# Region labeling records:
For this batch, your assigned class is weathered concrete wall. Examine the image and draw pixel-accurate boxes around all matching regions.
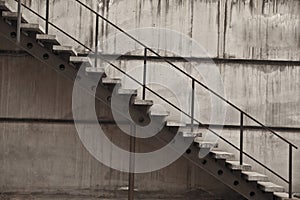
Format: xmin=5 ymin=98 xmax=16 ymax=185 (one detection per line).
xmin=0 ymin=51 xmax=300 ymax=194
xmin=0 ymin=0 xmax=300 ymax=198
xmin=7 ymin=0 xmax=300 ymax=60
xmin=0 ymin=55 xmax=244 ymax=199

# Requirement:
Copy out every line of the entries above, word for word, and omit the pictures.

# Written reply:
For this batch, your assigned class is weathered concrete wall. Examine the image and draw pixel-accurate boxes around all matching regions.
Format: xmin=5 ymin=98 xmax=16 ymax=185 (one detection per line).
xmin=0 ymin=51 xmax=300 ymax=194
xmin=0 ymin=0 xmax=300 ymax=198
xmin=7 ymin=0 xmax=300 ymax=60
xmin=0 ymin=55 xmax=244 ymax=199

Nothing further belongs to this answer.